>> start

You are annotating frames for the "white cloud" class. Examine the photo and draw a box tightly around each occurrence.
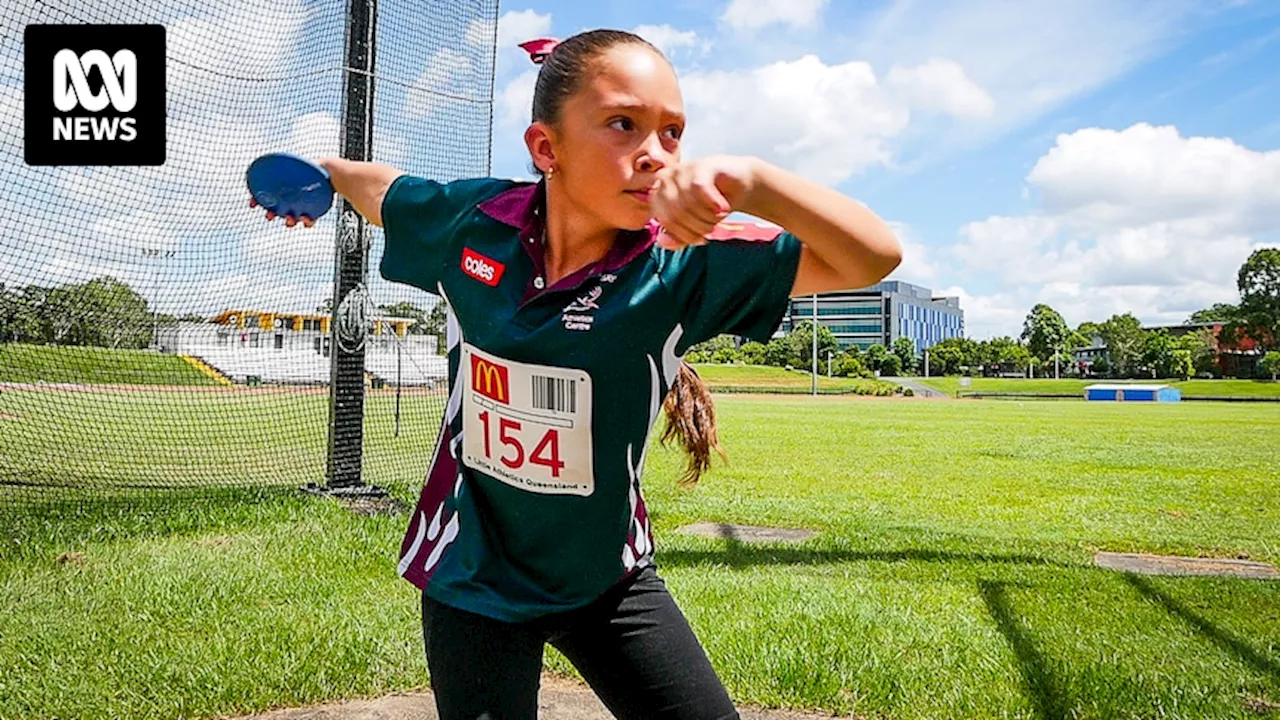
[884,58,996,118]
[682,55,909,184]
[943,124,1280,333]
[404,47,471,118]
[466,9,552,78]
[498,10,552,49]
[1027,123,1280,233]
[632,24,710,58]
[494,70,538,128]
[721,0,827,31]
[888,222,938,284]
[850,0,1211,155]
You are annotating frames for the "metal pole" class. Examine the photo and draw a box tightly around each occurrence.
[396,337,403,437]
[813,292,818,395]
[325,0,378,489]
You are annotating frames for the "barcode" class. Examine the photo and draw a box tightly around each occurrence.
[532,375,577,413]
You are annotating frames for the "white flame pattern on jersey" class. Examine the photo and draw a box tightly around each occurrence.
[622,324,685,571]
[398,283,462,577]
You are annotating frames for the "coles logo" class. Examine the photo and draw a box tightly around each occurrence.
[462,247,507,287]
[471,355,511,405]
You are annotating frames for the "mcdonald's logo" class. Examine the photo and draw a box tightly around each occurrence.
[471,355,511,405]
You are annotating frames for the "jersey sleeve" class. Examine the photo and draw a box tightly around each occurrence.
[379,174,502,293]
[668,224,803,355]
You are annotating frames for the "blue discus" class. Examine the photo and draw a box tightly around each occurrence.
[244,152,333,220]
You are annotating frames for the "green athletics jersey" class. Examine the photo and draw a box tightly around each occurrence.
[380,176,801,621]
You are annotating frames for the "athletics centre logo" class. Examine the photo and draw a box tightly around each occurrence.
[23,24,165,165]
[471,355,511,405]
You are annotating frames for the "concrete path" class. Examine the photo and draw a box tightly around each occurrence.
[881,375,951,400]
[225,675,831,720]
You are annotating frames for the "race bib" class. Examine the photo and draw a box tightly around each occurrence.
[458,342,595,497]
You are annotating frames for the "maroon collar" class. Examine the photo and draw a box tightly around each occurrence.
[477,181,662,290]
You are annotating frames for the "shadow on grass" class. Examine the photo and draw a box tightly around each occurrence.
[0,486,314,561]
[658,527,1080,569]
[1123,573,1280,683]
[978,580,1068,720]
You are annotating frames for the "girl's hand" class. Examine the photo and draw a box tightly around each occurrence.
[649,155,755,250]
[248,196,316,228]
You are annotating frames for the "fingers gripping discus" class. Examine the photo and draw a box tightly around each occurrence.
[244,152,333,220]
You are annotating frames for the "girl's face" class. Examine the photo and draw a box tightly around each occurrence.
[552,45,685,229]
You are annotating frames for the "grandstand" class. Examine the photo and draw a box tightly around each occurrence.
[156,310,448,387]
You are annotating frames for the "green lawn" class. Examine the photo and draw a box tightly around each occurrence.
[694,363,897,395]
[919,377,1280,397]
[0,392,1280,720]
[0,343,215,386]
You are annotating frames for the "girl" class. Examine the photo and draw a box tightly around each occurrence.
[252,31,901,720]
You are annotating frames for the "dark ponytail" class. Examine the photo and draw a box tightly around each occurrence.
[662,363,728,487]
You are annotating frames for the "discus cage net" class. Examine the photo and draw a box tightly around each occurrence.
[0,0,498,512]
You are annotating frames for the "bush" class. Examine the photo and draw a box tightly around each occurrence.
[737,341,765,365]
[881,355,902,375]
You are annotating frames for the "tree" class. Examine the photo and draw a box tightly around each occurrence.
[1170,350,1196,380]
[1178,328,1217,374]
[1261,350,1280,380]
[865,342,888,370]
[893,337,915,373]
[1075,320,1102,345]
[1021,304,1073,361]
[378,301,434,334]
[739,341,764,365]
[1187,302,1240,324]
[685,334,737,363]
[1233,247,1280,350]
[787,320,840,370]
[881,355,902,377]
[1142,328,1190,378]
[1102,313,1146,378]
[764,337,791,368]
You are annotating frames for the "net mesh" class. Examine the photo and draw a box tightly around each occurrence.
[0,0,497,511]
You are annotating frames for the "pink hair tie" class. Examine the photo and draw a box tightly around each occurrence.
[520,37,559,65]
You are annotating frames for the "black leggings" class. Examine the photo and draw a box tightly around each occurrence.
[422,568,739,720]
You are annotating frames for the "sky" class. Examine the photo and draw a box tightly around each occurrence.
[481,0,1280,338]
[0,0,1280,338]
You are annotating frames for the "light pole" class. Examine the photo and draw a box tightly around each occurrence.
[141,247,178,348]
[812,292,818,396]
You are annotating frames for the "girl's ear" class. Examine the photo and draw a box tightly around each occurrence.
[525,120,556,173]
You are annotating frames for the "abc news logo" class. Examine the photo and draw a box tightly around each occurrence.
[24,24,165,165]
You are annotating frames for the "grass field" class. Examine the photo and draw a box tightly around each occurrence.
[919,377,1280,397]
[694,363,897,395]
[0,391,1280,720]
[0,343,214,386]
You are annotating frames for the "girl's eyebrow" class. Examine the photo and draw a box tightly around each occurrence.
[600,102,685,122]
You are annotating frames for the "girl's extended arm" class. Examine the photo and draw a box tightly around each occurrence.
[316,158,404,227]
[740,160,902,296]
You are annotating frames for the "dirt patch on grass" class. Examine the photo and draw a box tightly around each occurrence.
[680,523,818,542]
[1093,552,1280,580]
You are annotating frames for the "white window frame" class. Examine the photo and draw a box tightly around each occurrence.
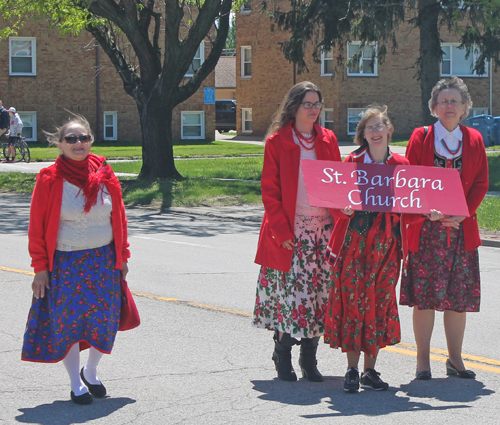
[439,43,488,78]
[184,40,205,77]
[181,111,205,139]
[347,41,378,77]
[347,108,366,136]
[9,37,36,77]
[102,111,118,140]
[17,111,37,142]
[321,108,335,131]
[241,46,252,78]
[241,108,253,133]
[320,50,333,77]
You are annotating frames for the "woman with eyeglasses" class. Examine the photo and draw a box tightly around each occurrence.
[400,77,488,380]
[22,115,130,404]
[252,81,341,381]
[325,106,408,393]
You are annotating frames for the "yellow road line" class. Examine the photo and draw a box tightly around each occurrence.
[0,266,500,374]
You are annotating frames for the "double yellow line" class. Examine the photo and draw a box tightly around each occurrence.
[0,266,500,374]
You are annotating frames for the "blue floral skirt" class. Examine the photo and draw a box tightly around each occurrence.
[22,244,121,363]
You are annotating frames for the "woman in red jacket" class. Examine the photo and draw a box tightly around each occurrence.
[253,82,341,381]
[22,116,130,404]
[400,77,488,380]
[325,106,408,392]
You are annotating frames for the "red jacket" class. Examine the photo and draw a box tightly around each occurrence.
[255,123,342,272]
[28,164,130,273]
[406,125,489,252]
[326,146,409,264]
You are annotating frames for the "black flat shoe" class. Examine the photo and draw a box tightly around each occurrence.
[415,370,432,381]
[80,367,106,398]
[446,359,476,379]
[70,391,94,404]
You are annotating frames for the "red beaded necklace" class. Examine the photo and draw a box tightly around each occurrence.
[292,125,314,151]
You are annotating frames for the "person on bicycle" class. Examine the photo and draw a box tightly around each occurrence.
[5,107,23,162]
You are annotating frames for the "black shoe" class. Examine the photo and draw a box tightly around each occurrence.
[70,391,94,404]
[361,369,389,391]
[446,359,476,379]
[80,367,106,398]
[344,367,359,393]
[299,336,323,382]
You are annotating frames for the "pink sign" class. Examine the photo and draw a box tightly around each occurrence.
[300,159,469,217]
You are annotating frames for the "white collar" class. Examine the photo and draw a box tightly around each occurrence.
[434,121,463,140]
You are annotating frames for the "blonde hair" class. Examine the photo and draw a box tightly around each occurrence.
[354,105,394,146]
[43,112,94,146]
[264,81,323,140]
[429,77,472,120]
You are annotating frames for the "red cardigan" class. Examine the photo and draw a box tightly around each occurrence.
[405,125,489,252]
[28,164,130,273]
[255,122,342,272]
[326,146,409,264]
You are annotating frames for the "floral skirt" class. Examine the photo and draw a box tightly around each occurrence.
[400,220,481,313]
[325,224,401,357]
[22,244,121,363]
[252,214,333,338]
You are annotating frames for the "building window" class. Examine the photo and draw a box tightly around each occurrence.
[347,42,377,77]
[18,112,36,142]
[9,37,36,75]
[441,43,488,77]
[181,111,205,139]
[184,41,205,77]
[347,108,365,136]
[241,108,252,133]
[104,112,118,140]
[321,109,333,131]
[241,46,252,78]
[321,50,333,75]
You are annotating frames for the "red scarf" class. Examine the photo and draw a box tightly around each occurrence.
[56,153,121,214]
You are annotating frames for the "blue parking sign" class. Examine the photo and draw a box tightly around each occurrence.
[205,87,215,105]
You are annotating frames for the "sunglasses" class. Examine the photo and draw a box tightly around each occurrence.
[64,134,92,145]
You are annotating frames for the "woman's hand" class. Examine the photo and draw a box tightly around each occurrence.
[281,239,293,251]
[341,205,354,216]
[31,270,50,299]
[424,210,444,221]
[121,261,128,280]
[441,215,465,229]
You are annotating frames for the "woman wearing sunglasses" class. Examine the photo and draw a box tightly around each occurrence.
[253,81,341,381]
[22,116,130,404]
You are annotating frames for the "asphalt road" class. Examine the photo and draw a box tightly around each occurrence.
[0,193,500,425]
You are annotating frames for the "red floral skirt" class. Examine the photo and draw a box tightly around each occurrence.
[325,220,401,357]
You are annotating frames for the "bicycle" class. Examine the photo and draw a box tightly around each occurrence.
[1,137,31,164]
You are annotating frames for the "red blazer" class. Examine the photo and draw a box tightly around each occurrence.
[326,146,409,264]
[405,125,489,252]
[28,164,130,273]
[255,122,342,272]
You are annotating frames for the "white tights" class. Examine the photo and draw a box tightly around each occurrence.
[63,343,103,396]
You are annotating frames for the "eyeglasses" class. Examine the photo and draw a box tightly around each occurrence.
[363,124,386,133]
[437,99,463,108]
[302,102,323,109]
[64,134,92,145]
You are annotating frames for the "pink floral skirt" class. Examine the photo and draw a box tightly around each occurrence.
[252,214,333,338]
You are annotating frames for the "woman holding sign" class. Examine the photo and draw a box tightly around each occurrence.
[252,81,341,381]
[325,106,408,392]
[400,77,488,380]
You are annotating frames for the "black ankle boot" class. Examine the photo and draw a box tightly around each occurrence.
[273,331,300,381]
[299,336,323,382]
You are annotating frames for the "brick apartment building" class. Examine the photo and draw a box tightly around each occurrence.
[236,1,500,140]
[0,21,215,142]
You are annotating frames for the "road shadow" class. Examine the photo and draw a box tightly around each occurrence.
[16,397,136,425]
[252,376,474,419]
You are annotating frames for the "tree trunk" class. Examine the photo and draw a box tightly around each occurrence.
[417,0,441,125]
[137,93,182,180]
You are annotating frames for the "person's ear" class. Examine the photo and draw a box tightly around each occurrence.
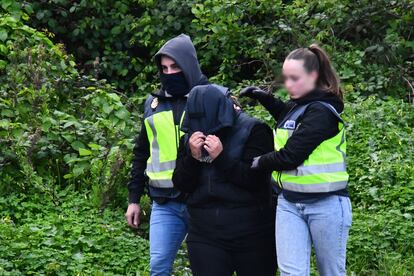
[309,70,319,83]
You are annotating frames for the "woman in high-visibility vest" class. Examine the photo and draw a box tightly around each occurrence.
[240,44,352,276]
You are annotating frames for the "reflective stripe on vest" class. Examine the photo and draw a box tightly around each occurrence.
[144,110,184,188]
[273,102,349,193]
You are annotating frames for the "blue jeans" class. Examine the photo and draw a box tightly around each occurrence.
[150,201,188,276]
[276,195,352,276]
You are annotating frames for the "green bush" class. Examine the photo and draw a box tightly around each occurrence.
[0,190,149,275]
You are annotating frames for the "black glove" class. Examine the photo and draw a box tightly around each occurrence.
[250,156,260,170]
[240,86,273,102]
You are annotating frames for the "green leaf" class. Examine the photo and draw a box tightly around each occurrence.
[79,148,92,156]
[0,29,8,41]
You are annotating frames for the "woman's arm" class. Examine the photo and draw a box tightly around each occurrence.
[240,86,286,121]
[258,104,339,171]
[213,124,273,190]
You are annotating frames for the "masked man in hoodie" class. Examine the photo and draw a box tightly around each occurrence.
[173,84,276,276]
[125,34,208,275]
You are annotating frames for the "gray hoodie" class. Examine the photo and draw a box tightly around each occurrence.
[154,34,208,96]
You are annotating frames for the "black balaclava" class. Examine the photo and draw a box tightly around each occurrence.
[160,71,190,97]
[154,34,208,96]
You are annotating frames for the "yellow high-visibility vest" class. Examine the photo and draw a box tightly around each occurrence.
[273,102,349,193]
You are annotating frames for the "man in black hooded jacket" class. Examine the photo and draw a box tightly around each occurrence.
[173,84,276,276]
[125,34,208,275]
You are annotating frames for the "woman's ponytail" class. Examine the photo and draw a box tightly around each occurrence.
[286,44,343,100]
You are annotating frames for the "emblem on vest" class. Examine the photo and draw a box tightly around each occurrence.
[283,120,296,129]
[151,98,158,110]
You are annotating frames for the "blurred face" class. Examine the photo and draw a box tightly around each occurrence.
[161,56,181,75]
[283,59,318,99]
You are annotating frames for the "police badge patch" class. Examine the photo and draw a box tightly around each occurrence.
[151,98,158,109]
[283,120,296,129]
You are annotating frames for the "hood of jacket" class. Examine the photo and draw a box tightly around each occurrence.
[154,34,208,97]
[181,84,237,136]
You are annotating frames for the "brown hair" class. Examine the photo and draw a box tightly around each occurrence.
[286,44,343,100]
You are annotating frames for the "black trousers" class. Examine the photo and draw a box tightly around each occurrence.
[187,238,277,276]
[187,205,277,276]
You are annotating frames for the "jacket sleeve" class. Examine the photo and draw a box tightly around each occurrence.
[128,121,150,203]
[259,104,339,171]
[172,136,202,193]
[213,124,273,190]
[260,97,286,121]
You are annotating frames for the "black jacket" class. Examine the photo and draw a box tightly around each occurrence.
[173,85,273,208]
[128,34,208,203]
[259,89,348,202]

>> end

-- Work required --
Please rescale lines starting at the beginning of the entries and ending at the line that contains "[398,283,462,577]", multiplying every bounding-box coordinate in the answers by 1.8 and rounding to whole numbers with halves rounded up. Write out all those lines again with the requests included, and leave the pictures out.

-- Output for this exercise --
You are annotating frames for the "white cloud" class. Examine the photo and draw a box tightly around each occurrence.
[1591,104,1793,212]
[1228,99,1636,331]
[1697,223,2304,599]
[727,85,848,212]
[839,16,994,140]
[896,18,994,88]
[1849,221,2304,419]
[1138,43,1278,104]
[889,126,968,230]
[1298,0,1489,56]
[1598,400,1688,511]
[1530,0,2180,279]
You are annotating frames for the "metal pole" class. Examine the photo and draw a box tightly around each occurrence.
[713,607,725,787]
[1463,526,1472,711]
[585,0,680,880]
You are annotating frames for the "barcode" class. Examine the photo and draw a box tightly around each occurrence.
[958,675,1039,743]
You are annotating frames for the "white flame pattern on jersey" class. Examine the photo and draw a box tightly around each occurrence.
[1120,583,1233,1028]
[716,509,832,1039]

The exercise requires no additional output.